___ Passage shown ___

Manual verification 2026-04-02

BearSSL — Applying the wolfSSL Methodology to an Unfuzzed Target

After validating our LLM-augmented fuzzing pipeline on wolfSSL (a heavily audited, OSS-Fuzz target), we applied the exact same approach to BearSSL — a compact TLS library that has never been through OSS-Fuzz and appears unmaintained since 2022. The hypothesis: less-audited code yields more findings.

Fuzzing AFL++ CMPLOG Code review Multi-model TLS

Why BearSSL?

AspectwolfSSL (previous)BearSSL (this project)
Size202K lines (13 key files)59K lines (294 files)
AuthorwolfSSL Inc (team)Thomas Pornin (solo cryptographer)
LicenseGPLv2 + commercialMIT
OSS-FuzzYes (since 2016)No
Last commitActive (daily)~2022 (unmaintained)

___ Data to examine ___

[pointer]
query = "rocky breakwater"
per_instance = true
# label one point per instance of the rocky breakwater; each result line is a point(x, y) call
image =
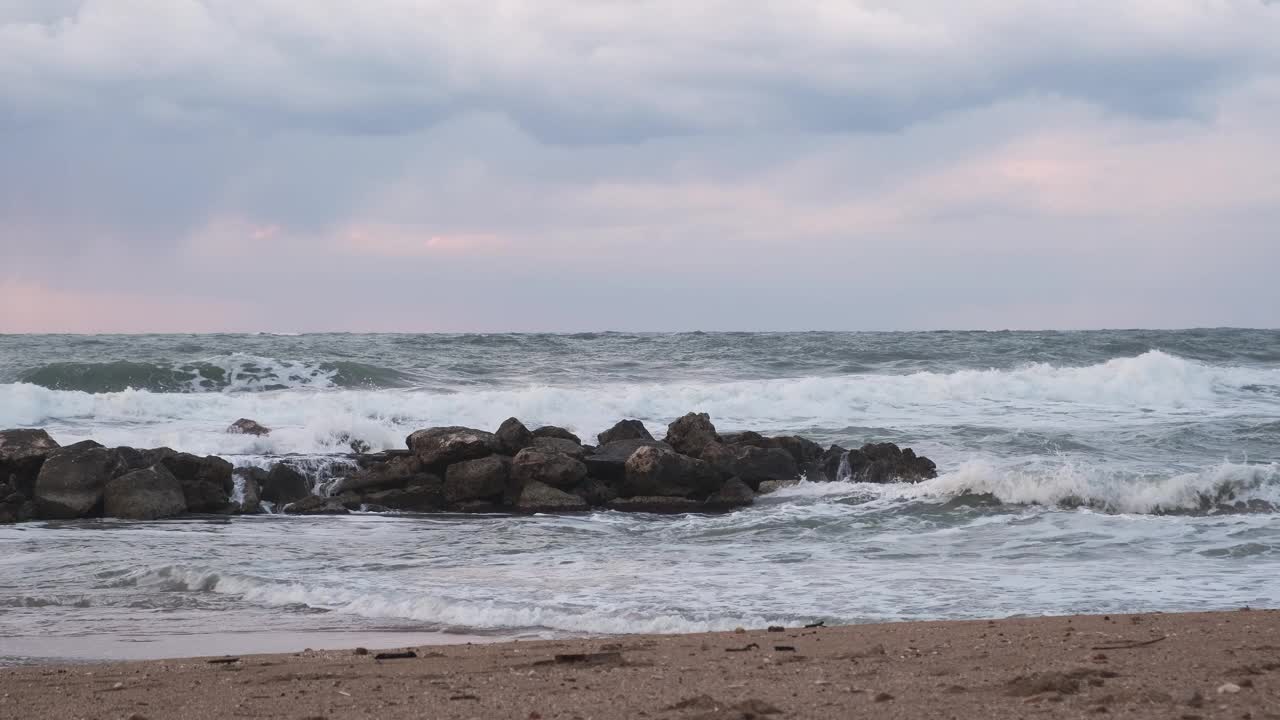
point(693, 469)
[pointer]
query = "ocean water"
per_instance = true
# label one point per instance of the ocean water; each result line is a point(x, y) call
point(1078, 473)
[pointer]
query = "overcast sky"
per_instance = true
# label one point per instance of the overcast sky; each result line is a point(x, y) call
point(662, 165)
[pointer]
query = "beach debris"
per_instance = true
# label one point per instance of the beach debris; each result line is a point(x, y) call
point(405, 655)
point(1128, 645)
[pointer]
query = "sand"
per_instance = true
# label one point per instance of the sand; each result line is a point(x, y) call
point(1169, 666)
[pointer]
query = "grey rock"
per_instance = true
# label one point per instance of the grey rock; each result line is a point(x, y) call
point(145, 495)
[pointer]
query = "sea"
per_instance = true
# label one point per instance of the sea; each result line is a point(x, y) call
point(1079, 472)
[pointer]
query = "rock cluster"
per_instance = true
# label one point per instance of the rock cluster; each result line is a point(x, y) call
point(451, 469)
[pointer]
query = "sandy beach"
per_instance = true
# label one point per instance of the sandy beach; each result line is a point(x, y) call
point(1156, 665)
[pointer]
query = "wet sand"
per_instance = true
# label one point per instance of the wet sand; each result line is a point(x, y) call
point(1169, 666)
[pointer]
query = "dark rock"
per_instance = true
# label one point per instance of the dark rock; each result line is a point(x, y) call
point(72, 481)
point(540, 497)
point(625, 429)
point(286, 484)
point(658, 472)
point(752, 464)
point(689, 434)
point(206, 482)
point(595, 492)
point(512, 436)
point(248, 427)
point(560, 445)
point(658, 505)
point(732, 493)
point(22, 452)
point(608, 463)
point(438, 447)
point(145, 495)
point(552, 431)
point(554, 469)
point(478, 479)
point(316, 505)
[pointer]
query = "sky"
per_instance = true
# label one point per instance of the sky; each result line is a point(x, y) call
point(420, 165)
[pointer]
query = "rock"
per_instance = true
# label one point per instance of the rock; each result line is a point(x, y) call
point(732, 493)
point(512, 436)
point(689, 434)
point(438, 447)
point(286, 484)
point(658, 505)
point(478, 479)
point(22, 452)
point(540, 497)
point(659, 472)
point(560, 445)
point(145, 495)
point(554, 469)
point(608, 463)
point(552, 431)
point(206, 482)
point(248, 427)
point(72, 481)
point(251, 490)
point(316, 505)
point(752, 464)
point(396, 473)
point(624, 429)
point(886, 463)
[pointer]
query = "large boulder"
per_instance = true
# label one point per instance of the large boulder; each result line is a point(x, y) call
point(284, 484)
point(691, 433)
point(478, 479)
point(72, 481)
point(512, 437)
point(206, 482)
point(22, 452)
point(609, 461)
point(552, 431)
point(752, 464)
point(144, 495)
point(551, 468)
point(659, 472)
point(540, 497)
point(625, 429)
point(438, 447)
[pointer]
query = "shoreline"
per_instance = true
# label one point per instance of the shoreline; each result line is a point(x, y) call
point(1223, 664)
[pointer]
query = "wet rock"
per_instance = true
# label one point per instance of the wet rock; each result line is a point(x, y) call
point(286, 484)
point(438, 447)
point(145, 495)
point(624, 429)
point(734, 493)
point(206, 482)
point(248, 428)
point(316, 505)
point(657, 505)
point(554, 469)
point(540, 497)
point(72, 481)
point(659, 472)
point(22, 452)
point(478, 479)
point(512, 437)
point(552, 431)
point(689, 434)
point(560, 445)
point(608, 463)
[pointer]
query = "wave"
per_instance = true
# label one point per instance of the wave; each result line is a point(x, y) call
point(228, 373)
point(443, 613)
point(1225, 487)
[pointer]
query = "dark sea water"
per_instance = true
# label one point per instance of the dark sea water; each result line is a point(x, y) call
point(1078, 472)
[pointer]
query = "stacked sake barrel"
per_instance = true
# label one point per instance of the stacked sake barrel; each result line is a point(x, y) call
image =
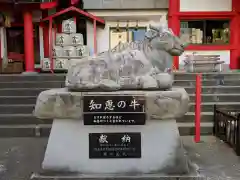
point(69, 46)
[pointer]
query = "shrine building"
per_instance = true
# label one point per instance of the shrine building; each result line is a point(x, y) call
point(28, 28)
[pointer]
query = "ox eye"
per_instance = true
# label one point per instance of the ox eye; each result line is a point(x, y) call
point(164, 35)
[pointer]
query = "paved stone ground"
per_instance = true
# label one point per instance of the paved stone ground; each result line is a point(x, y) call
point(20, 157)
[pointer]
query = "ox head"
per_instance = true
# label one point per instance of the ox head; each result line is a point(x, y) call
point(162, 38)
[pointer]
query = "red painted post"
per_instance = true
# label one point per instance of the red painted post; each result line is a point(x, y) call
point(50, 44)
point(198, 101)
point(45, 35)
point(28, 42)
point(95, 36)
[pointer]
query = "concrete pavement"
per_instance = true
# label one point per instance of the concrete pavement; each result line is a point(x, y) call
point(20, 157)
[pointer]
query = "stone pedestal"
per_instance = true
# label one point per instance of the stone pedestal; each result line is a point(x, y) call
point(68, 150)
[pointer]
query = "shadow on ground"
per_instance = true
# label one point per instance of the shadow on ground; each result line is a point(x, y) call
point(20, 157)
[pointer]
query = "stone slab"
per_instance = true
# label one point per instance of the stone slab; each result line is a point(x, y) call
point(62, 104)
point(162, 150)
point(139, 177)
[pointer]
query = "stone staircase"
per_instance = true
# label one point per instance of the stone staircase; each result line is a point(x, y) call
point(18, 97)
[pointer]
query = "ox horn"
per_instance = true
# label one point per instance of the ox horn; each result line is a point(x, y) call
point(153, 27)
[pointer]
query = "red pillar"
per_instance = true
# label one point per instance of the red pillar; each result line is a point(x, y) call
point(174, 23)
point(95, 36)
point(235, 36)
point(45, 35)
point(28, 41)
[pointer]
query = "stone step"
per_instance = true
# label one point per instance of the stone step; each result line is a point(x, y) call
point(32, 84)
point(59, 84)
point(191, 76)
point(34, 78)
point(233, 82)
point(5, 100)
point(43, 130)
point(208, 106)
point(190, 90)
point(214, 89)
point(217, 97)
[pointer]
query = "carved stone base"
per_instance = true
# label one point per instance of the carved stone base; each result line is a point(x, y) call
point(162, 150)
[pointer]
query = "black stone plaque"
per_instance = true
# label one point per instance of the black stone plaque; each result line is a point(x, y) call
point(114, 110)
point(114, 145)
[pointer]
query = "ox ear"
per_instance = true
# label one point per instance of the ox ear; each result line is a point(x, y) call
point(151, 34)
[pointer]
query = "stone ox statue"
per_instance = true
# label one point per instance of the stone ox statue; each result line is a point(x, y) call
point(137, 65)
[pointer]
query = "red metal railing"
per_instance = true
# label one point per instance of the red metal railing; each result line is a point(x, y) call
point(198, 101)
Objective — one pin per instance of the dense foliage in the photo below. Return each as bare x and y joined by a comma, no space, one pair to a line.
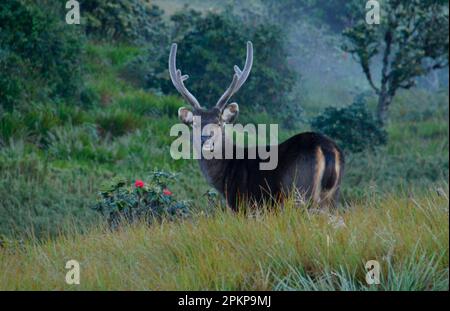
126,20
412,39
120,201
40,55
354,127
209,47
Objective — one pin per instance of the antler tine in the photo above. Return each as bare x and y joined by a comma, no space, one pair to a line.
240,76
178,79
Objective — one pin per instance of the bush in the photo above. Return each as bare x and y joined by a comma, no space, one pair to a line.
40,55
354,128
209,47
118,122
120,201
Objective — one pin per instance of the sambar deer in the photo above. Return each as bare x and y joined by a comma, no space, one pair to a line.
309,163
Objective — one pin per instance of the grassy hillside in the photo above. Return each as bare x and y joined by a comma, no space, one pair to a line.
288,249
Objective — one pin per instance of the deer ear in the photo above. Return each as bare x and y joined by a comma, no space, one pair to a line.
230,113
185,115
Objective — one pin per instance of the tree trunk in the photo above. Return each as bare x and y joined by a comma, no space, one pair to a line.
384,100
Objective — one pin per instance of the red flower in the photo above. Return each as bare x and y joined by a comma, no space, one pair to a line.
139,184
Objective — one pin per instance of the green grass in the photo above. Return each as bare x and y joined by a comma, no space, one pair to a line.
285,249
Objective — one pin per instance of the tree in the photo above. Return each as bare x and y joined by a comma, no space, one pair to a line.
412,40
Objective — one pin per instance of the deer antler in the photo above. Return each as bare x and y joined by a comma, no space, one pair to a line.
178,79
239,78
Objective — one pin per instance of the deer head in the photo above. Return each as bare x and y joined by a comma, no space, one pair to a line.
214,118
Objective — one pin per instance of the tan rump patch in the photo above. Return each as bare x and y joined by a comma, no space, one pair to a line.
337,168
318,174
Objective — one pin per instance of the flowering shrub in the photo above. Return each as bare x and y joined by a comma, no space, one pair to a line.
121,200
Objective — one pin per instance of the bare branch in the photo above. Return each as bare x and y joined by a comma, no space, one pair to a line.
178,79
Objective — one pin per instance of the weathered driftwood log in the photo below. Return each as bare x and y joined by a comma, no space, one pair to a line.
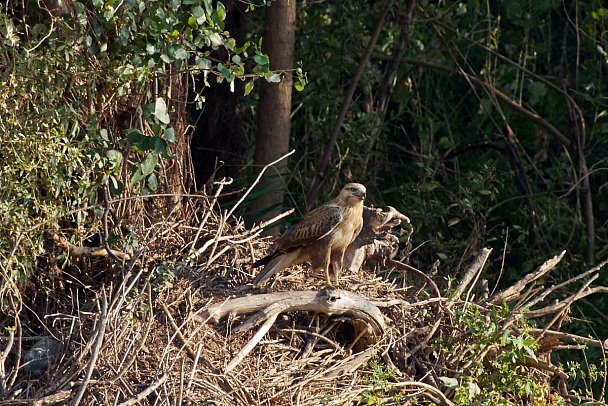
368,318
74,251
328,301
374,240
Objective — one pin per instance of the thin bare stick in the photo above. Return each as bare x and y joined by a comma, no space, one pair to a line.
251,343
567,304
209,211
101,328
514,291
471,273
142,395
257,180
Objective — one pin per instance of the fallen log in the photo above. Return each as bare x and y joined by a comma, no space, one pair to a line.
367,318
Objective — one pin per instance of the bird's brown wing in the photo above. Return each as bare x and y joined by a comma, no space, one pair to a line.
315,225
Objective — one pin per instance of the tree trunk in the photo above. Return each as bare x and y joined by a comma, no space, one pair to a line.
275,109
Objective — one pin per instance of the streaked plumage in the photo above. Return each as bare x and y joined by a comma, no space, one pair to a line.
320,238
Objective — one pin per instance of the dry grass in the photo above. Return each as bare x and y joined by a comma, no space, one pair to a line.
128,335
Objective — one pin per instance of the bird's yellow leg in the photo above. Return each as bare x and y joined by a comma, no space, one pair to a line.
327,278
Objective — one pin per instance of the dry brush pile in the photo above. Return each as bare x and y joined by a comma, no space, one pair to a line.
174,322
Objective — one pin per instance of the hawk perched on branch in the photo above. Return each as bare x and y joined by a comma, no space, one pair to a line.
320,238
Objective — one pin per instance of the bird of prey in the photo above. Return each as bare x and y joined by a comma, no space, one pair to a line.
320,238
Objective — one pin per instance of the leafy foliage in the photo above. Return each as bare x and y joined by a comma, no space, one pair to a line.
87,103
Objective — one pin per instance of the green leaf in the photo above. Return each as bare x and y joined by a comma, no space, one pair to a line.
160,111
137,174
199,14
449,382
221,11
114,159
272,77
170,135
248,87
160,145
153,182
203,63
261,59
148,164
216,40
116,186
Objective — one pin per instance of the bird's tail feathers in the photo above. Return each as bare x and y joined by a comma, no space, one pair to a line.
273,266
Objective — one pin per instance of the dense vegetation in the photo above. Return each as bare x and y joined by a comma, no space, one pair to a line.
484,122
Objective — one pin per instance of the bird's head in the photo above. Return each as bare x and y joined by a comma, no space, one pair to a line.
353,193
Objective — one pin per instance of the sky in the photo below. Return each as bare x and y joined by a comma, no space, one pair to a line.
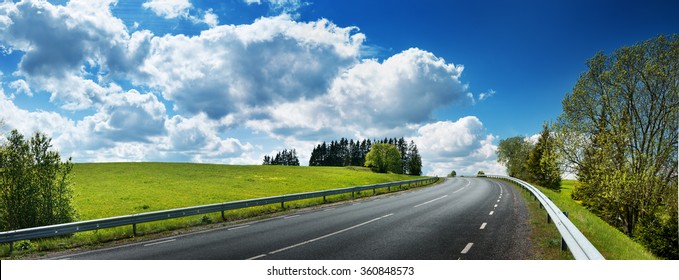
231,81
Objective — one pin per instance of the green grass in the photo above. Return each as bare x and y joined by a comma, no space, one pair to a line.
610,242
104,190
545,238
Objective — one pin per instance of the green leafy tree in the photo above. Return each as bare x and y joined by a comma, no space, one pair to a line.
542,166
35,186
513,153
384,158
414,160
618,133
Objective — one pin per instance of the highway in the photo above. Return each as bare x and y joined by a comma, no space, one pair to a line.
462,218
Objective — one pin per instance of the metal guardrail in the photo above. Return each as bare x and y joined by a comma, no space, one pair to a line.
68,228
577,243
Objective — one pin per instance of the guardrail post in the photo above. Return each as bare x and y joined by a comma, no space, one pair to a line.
564,246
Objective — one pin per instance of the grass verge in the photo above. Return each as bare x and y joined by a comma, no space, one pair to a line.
611,243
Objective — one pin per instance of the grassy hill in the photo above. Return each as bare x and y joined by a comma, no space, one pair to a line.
104,190
114,189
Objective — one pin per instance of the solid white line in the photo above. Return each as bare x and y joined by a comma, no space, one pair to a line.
466,248
435,199
240,227
161,242
329,235
257,257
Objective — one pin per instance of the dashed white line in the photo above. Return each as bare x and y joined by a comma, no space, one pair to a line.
435,199
466,248
240,227
319,238
161,242
460,189
257,257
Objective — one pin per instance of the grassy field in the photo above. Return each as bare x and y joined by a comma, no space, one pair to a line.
113,189
610,242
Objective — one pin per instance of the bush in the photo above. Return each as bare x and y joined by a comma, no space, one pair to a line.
34,184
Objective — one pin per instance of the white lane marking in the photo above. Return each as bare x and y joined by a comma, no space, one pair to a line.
324,236
460,189
435,199
161,242
257,257
466,248
240,227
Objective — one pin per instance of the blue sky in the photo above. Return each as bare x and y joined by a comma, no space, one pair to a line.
230,81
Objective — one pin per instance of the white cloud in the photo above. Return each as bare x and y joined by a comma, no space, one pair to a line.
486,95
229,69
463,146
169,8
371,99
20,86
290,7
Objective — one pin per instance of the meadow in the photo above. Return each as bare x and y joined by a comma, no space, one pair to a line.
104,190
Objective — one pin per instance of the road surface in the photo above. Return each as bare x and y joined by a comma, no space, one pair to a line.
462,218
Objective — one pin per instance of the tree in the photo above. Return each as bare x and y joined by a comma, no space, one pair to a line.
513,153
284,157
414,160
383,158
35,185
618,133
542,166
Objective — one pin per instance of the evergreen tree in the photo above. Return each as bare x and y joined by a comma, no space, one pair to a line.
542,164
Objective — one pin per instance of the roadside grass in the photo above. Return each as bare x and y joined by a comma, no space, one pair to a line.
611,243
545,238
104,190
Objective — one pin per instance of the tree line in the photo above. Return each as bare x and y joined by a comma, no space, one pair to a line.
618,134
535,163
284,157
347,152
35,185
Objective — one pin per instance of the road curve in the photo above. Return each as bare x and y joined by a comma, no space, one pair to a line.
462,218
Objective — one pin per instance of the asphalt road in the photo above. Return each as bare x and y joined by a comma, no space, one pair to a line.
462,218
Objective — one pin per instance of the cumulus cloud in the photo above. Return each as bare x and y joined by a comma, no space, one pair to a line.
463,146
371,99
229,69
486,95
290,7
169,8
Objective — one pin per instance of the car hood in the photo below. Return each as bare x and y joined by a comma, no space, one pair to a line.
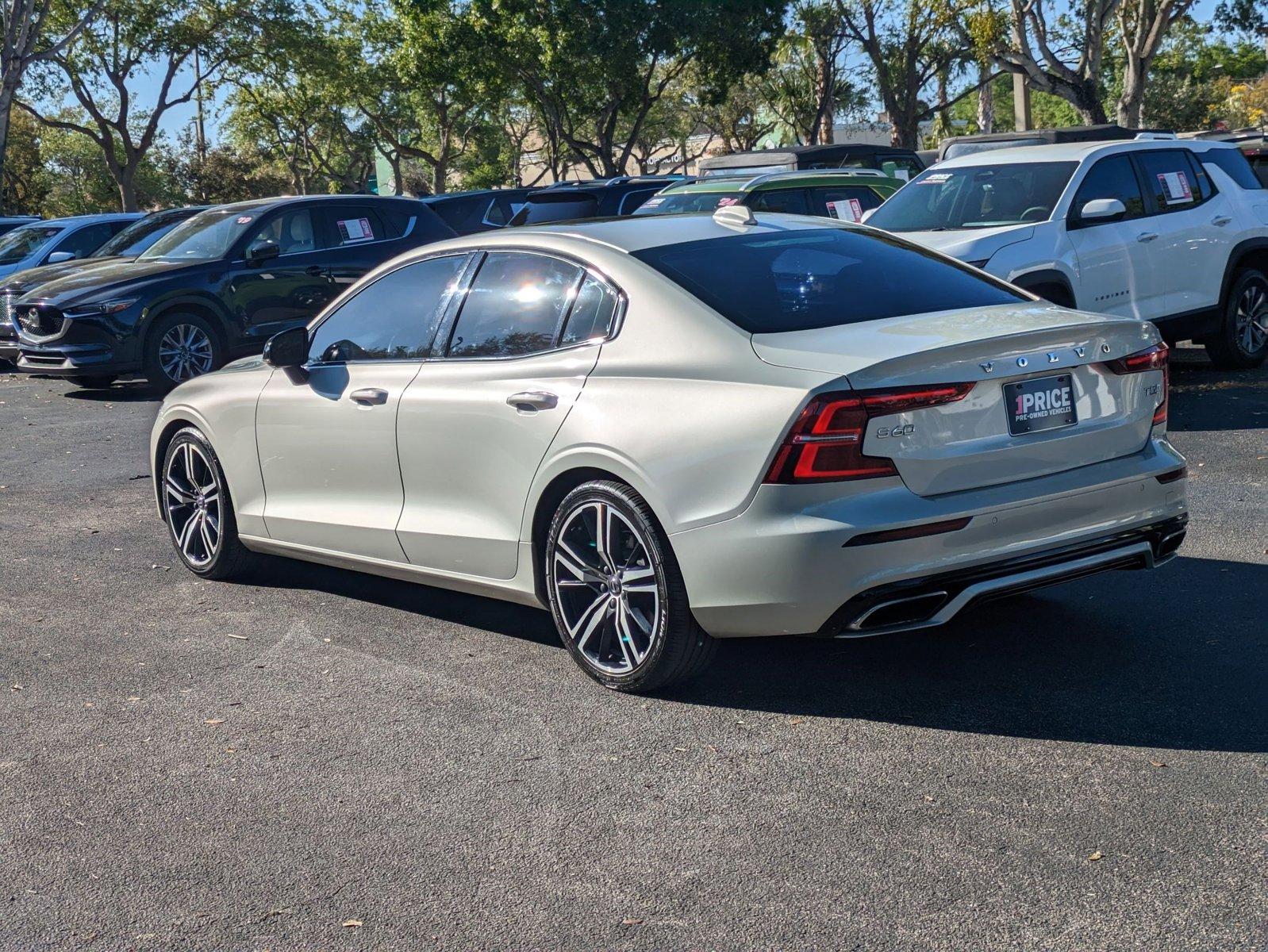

___

• _Task description_
From the BearSSL write-up, extract the part that opens with the words containing "Fuzzing AFL++ CMPLOG" and closes with "commitActive (daily)~2022 (unmaintained)". Copy it without any changes.

• _Exercise output_
Fuzzing AFL++ CMPLOG Code review Multi-model TLS

Why BearSSL?

AspectwolfSSL (previous)BearSSL (this project)
Size202K lines (13 key files)59K lines (294 files)
AuthorwolfSSL Inc (team)Thomas Pornin (solo cryptographer)
LicenseGPLv2 + commercialMIT
OSS-FuzzYes (since 2016)No
Last commitActive (daily)~2022 (unmaintained)